**Excerpted text**
** START **
A Vision of Britain through Time provides the following description of Blacon-cum-Crabhall [sic] from John Marius Wilson's Imperial Gazetteer of England and Wales of 1870-72:

"BLACON-CUM-CRABHALL, a township in the parishes of Holy Trinity, St. Oswald, and Backford, Cheshire; near the Ellesmere canal and the Chester and Holyhead railway, 2 miles WSW of Chester. Acres, 1,115. Real property: £1,927. Population: 69. Houses: 13."
the following text is based on an article in Wikipedia

Blacon was originally known as Blakon Hill and was owned by the Marquess of Crewe. The civil parish of Blacon-cum-Crabwall was formed in 1923, and on 1 April 1936, under the Cheshire County Review Order, 1936, most of the parish was transferred to Chester County Borough with the remainder going to the neighbouring parish of Mollington.
** END **
**Exercise set**
1 - Rewrite the part of the Blacon text starting with "the following text" and going on through "parish of Mollington.", putting "Earl of Crewe" in place of "Marquess of Crewe".
2 - Answer these questions from the Blacon text:
(a) What population does the 1870-72 gazetteer give for the township?
(b) Who originally owned Blacon?
(c) On what date was most of the parish transferred to Chester County Borough?
3 - Extend the Blacon text beyond its final sentence.
None of the entries that come next are needed for this work.

**Dataset entries**
** START **
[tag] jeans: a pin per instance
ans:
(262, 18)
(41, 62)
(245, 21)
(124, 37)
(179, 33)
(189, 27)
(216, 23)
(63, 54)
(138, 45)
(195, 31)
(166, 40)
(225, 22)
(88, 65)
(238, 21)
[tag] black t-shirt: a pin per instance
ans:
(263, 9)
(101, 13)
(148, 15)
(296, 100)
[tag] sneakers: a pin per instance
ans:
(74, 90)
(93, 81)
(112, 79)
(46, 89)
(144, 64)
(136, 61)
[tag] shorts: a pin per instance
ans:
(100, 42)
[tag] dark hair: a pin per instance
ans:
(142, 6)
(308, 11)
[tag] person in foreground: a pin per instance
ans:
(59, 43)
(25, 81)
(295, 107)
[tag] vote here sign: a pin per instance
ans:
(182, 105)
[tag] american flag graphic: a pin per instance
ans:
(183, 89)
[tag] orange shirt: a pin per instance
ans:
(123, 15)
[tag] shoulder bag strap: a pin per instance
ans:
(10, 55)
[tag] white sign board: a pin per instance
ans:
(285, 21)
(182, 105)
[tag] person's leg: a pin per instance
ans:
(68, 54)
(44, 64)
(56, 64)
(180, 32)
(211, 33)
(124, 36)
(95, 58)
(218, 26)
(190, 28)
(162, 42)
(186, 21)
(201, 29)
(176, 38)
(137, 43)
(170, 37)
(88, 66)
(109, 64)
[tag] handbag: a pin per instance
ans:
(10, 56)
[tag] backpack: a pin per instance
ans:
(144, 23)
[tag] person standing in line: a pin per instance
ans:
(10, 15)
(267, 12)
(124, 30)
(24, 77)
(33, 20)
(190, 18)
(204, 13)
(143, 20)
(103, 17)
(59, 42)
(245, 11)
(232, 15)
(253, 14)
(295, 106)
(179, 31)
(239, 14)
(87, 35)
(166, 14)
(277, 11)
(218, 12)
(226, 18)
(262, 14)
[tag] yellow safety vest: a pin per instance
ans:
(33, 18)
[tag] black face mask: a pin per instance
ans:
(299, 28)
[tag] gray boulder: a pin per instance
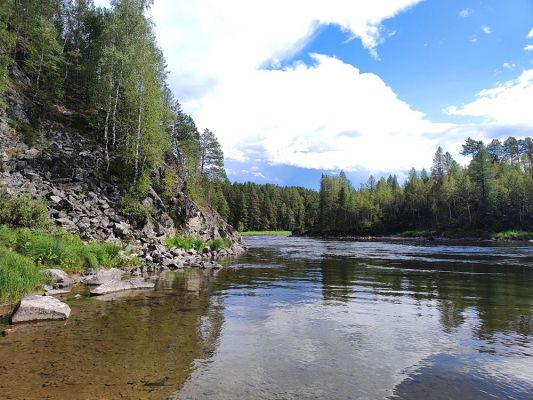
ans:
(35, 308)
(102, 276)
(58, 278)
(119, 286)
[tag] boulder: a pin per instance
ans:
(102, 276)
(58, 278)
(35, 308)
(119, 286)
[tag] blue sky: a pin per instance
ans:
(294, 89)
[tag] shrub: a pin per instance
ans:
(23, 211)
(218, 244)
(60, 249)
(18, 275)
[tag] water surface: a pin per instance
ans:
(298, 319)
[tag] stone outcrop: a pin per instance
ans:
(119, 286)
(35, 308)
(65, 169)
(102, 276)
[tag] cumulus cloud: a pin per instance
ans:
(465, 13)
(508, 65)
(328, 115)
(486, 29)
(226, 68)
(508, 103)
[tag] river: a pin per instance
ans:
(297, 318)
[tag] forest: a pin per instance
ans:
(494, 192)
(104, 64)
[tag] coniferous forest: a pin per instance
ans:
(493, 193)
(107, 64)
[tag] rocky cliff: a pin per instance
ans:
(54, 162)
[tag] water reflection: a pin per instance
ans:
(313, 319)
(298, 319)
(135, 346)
** END **
**Answers to the exercise**
1 -
the following text is based on an article in Wikipedia

Blacon was originally known as Blakon Hill and was owned by the Earl of Crewe. The civil parish of Blacon-cum-Crabwall was formed in 1923, and on 1 April 1936, under the Cheshire County Review Order, 1936, most of the parish was transferred to Chester County Borough with the remainder going to the neighbouring parish of Mollington.

2 -
(a) 69
(b) The Marquess of Crewe
(c) 1 April 1936

3 -
Blacon is a now large suburb in Cheshire, England situated adjacent to the Welsh border and is located on a hill, one mile to the north-west of, and overlooking Chester. The village is built on what was previously farming land and is surrounded by open countryside. Blacon has views across to the city centre of Chester and to the Welsh hills some twenty miles to the west. Other nearby places include Saughall to the north, Newtown-by-Chester to the north-east, Upton-by-Chester and to the east, the village of Mollington.

Crabwall Hall

Crabwall Hall is a former country house, later a hotel, in the village of Mollington. The present building dates from the 18th century. It replaced an early 17th-century house built for the Gamul family. The house was originally a "modest brick cottage" and it was refaced in the early 19th century. It is constructed in orange and yellow brick with red sandstone dressings. The roof is in Welsh slate and there are three brick chimneys. The building is in two storeys, with an entrance front of three bays. At the corners are octagonal towers. The central bay protrudes and forms a two-storey porch; it is supported by diagonal buttresses. The tops of the porch and towers are crenellated. The building is designated by English Heritage as a Grade II listed building.